━━━━━ Source material ━━━━━

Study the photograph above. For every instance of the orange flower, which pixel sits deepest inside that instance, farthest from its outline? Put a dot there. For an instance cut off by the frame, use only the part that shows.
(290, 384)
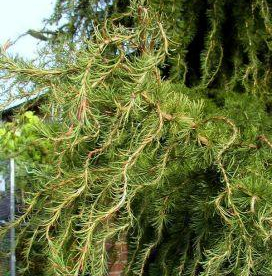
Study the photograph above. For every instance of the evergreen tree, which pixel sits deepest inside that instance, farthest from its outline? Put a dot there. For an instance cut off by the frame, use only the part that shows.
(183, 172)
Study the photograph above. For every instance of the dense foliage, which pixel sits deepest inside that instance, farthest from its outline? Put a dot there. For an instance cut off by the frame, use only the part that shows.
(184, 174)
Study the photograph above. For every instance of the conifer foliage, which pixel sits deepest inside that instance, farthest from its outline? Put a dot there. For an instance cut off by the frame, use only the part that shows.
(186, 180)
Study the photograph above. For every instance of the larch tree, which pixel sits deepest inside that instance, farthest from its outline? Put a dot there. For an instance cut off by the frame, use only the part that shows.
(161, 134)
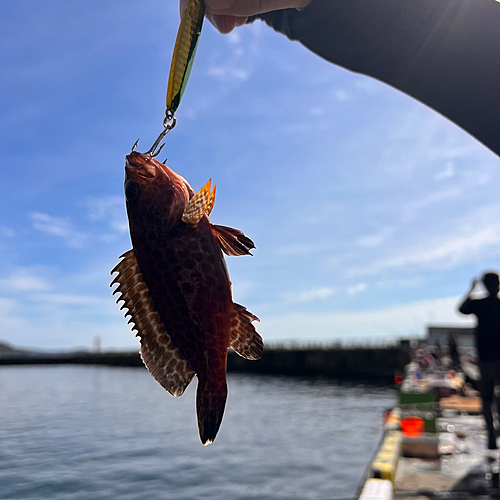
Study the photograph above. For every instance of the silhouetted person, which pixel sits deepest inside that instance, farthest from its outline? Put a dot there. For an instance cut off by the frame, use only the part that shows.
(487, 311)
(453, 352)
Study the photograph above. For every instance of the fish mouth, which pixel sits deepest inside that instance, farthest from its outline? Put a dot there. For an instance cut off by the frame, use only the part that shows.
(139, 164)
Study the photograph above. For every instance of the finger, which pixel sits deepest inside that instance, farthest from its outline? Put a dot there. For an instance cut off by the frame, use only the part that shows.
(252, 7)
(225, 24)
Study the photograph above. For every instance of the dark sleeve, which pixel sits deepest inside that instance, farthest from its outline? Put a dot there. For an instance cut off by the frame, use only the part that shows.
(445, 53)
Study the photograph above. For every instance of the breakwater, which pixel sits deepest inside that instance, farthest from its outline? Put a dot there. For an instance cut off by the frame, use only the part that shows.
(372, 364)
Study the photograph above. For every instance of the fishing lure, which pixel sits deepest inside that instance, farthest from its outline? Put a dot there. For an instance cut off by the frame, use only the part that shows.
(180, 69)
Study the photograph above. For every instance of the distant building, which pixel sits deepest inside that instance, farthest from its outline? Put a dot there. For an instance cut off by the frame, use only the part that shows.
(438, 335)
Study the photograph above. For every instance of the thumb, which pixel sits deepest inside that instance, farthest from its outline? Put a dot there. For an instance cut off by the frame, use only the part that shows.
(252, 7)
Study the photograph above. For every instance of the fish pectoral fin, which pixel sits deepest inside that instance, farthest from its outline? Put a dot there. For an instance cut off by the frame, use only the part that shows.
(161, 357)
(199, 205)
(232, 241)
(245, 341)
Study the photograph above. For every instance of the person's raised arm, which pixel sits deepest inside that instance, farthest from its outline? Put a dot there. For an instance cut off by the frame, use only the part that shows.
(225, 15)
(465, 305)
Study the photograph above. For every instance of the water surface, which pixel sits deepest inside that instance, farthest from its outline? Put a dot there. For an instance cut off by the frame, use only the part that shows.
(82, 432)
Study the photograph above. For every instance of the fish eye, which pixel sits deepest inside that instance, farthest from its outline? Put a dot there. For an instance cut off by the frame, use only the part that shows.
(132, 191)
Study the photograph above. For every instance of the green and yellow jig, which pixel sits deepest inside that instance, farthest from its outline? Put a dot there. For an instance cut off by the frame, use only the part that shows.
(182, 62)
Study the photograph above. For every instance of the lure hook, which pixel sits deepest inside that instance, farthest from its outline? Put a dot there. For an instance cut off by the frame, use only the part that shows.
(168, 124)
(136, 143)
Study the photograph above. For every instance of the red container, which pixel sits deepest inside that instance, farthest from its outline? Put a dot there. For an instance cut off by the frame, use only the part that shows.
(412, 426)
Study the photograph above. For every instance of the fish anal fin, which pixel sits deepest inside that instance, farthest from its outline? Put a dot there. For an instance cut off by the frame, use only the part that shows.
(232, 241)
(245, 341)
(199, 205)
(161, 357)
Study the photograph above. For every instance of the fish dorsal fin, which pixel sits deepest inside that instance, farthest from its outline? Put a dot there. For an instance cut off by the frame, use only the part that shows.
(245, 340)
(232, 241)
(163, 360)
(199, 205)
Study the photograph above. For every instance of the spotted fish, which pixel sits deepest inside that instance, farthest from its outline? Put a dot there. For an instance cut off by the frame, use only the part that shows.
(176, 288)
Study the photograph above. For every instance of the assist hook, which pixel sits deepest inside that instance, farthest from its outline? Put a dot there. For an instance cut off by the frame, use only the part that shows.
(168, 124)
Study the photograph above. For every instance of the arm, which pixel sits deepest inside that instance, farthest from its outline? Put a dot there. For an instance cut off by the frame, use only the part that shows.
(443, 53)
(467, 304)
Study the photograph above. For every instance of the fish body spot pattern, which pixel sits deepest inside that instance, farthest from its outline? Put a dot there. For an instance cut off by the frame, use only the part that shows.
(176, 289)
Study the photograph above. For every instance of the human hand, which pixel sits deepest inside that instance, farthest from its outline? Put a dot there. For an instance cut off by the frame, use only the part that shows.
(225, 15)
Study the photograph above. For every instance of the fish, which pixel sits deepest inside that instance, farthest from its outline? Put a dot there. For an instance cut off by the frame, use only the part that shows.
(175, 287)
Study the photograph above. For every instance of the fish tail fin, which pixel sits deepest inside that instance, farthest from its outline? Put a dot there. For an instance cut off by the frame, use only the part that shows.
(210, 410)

━━━━━

Prompt »
Output every line of the items above as a JSON list of strings, one string per line, omitting blank lines and the picture lines.

Finished answer »
[
  "Study the photograph above. For every instance of the orange flower, which pixel sits deepest inside that instance, farthest from its outline? Put a dot there. For an instance cut off by the frame, use only the part that shows.",
  "(290, 384)",
  "Study the photograph above. For every instance of the evergreen tree, which pixel sits deepest inside that instance, farthest from its outline? Put a dot there. For an instance cut off by the frame, use only the part that shows.",
  "(183, 172)",
  "Study the photograph above. For every instance of the dense foliage, which pixel sits deepest inside that instance, farthest from its outline? Put a dot there. For an instance cut off by the frame, use only the part that shows.",
  "(184, 174)",
  "Study the photograph above. For every instance of the conifer foliage, which pixel sits deepest inside that instance, farthest from its outline? Put a dot there. For an instance cut off by the frame, use only the part that shows.",
  "(186, 180)",
  "Study the photograph above. For every instance of the larch tree, which pixel sits deepest inside that instance, farthest from its outline? Put a dot there. For an instance cut off by the frame, use only the part that shows.",
  "(161, 134)",
  "Study the photograph above. For every instance of the silhouetted person, which pixel sits deepest inside that instance, farthest from its outline? Put a dot there. For an instance cut off by the frame, use only the part that shows.",
  "(487, 311)",
  "(453, 352)",
  "Study the photograph above. For every instance of the fish mouth, which pixel sits deepest inside that instance, farthest from its outline? Put a dot there. For an instance cut off by the frame, use only the part that shows.",
  "(139, 164)",
  "Study the photograph above. For every instance of the finger, which pixel sits deepest inside that instance, farthest from its outline? Put a dot there. For an instance cut off by the frame, use only the part that shows.",
  "(252, 7)",
  "(225, 24)",
  "Study the photograph above. For every instance of the dark sleeve, which pixel sits deepest inside that instance, farthest from its outline? Put a dot there. For an instance cut off by the frame, use only the part that shows.",
  "(445, 53)",
  "Study the photograph above. For every instance of the breakwater, which pixel sits deepest inside that instance, farthest from its outline? Put a dot there. For an instance cut off by the frame, use only the part that shows.",
  "(372, 364)",
  "Study the photograph above. For every instance of the fishing lure, which pixel sits deepest inside that instance, farthest from its outline? Put a dot there. For an instance cut off by the frame, use only the part that shows.",
  "(180, 69)",
  "Study the photograph above. For every instance of the distant building, which pixel sits deepest inside that instance, farthest from its outline? Put a dot there. For an instance cut off by the frame, use only the part that shows.",
  "(438, 335)",
  "Study the photograph above. For every instance of the thumb, which pixel sits deepest inside that instance, farthest from its outline? Put a dot there. For an instance cut off by the frame, use only the part that shows.",
  "(252, 7)",
  "Study the photograph above. For every instance of the fish pectoral fin, which pixel sits deepest inside that instance, farthest from its outline? Put a dot there. For an instance cut off by the frame, use only the part that shows.",
  "(161, 357)",
  "(199, 205)",
  "(232, 241)",
  "(245, 341)",
  "Study the photograph above. For every instance of the person's raised arm, which pixel sits deepest inside that instance, farthest from its outline? Put a dot there. For an instance cut off by the frame, use only the part that shows.",
  "(225, 15)",
  "(465, 305)",
  "Study the photograph above. For every instance of the water surface, which pixel sits deepest inside that instance, farthest from its outline? Put a dot there. For an instance cut off by the frame, use only the part that shows.",
  "(82, 432)",
  "Study the photograph above. For every instance of the fish eye, which pixel sits deepest inside that instance, farthest from its outline? Put a dot there. For an instance cut off by the frame, use only the part that shows.",
  "(132, 191)",
  "Study the photograph above. For every instance of the green and yellow jig, which pixel sits deepest inside that instance, farthest from its outline? Put a dot there. For an instance cut off by the frame, use only the part that shows.",
  "(182, 62)",
  "Study the photograph above. For every instance of the lure hook, which pixel sits deepest inside that instance, farthest from its outline? Put a dot there. For an instance cut off by the frame, use only the part that shows.",
  "(168, 124)",
  "(136, 143)",
  "Study the photograph above. For every instance of the red container, which pixel sits deepest inside that instance, farthest from its outline? Put a dot there. For an instance cut off by the frame, use only the part that shows.",
  "(412, 426)",
  "Study the photograph above. For every instance of the fish anal fin, which pixel sits deepest inside that instance, farthest from its outline? Put a dot there. For an instance cut off by the frame, use only the part that shows.",
  "(232, 241)",
  "(245, 341)",
  "(199, 205)",
  "(161, 357)",
  "Study the photograph above. For every instance of the fish dorsal fin, which pixel sits deepest inside that instance, farthest from its outline? Put a dot there. For an instance cut off by the frame, use only the part that shows.",
  "(245, 340)",
  "(232, 241)",
  "(163, 360)",
  "(199, 205)",
  "Study the photograph above. For every instance of the spotted fish, which pixel sits deepest inside that instance, farthest from its outline? Put a dot there. For an instance cut off by the frame, use only the part that shows.",
  "(176, 288)",
  "Study the photograph above. For every instance of the assist hook, which pixel sits deepest inside that instance, farthest from its outline? Put a dot there. For an instance cut off by the frame, use only the part that shows.",
  "(168, 124)",
  "Study the photograph above. For every instance of the arm, which pixel sits deepest inside that instance, farthest from its outline? Put a dot there. For an instance cut off by the frame, use only the part that shows.",
  "(443, 53)",
  "(467, 304)",
  "Study the photograph above. For every instance of the fish body spot pattern, which pixel sits deepest inside that instance, farthest from its outline? Put a dot there. For an instance cut off by the frame, use only the part that shows.",
  "(176, 289)",
  "Study the photograph above. For every instance of the human hand, which pixel sits deepest inside that instance, farthest from its outline? Put a dot there. For an instance cut off by the frame, use only the part that shows.",
  "(225, 15)",
  "Study the photograph above. For every instance of the fish, which pixel sits deepest inside that instance, farthest from its outline? Put a dot there. For an instance cut off by the frame, use only the part that shows.",
  "(175, 287)",
  "Study the photograph above. For every instance of the fish tail fin, which pixel sits deepest inside that instance, farthest from its outline? Put a dot there. For an instance cut off by the frame, use only the part that shows.",
  "(210, 410)"
]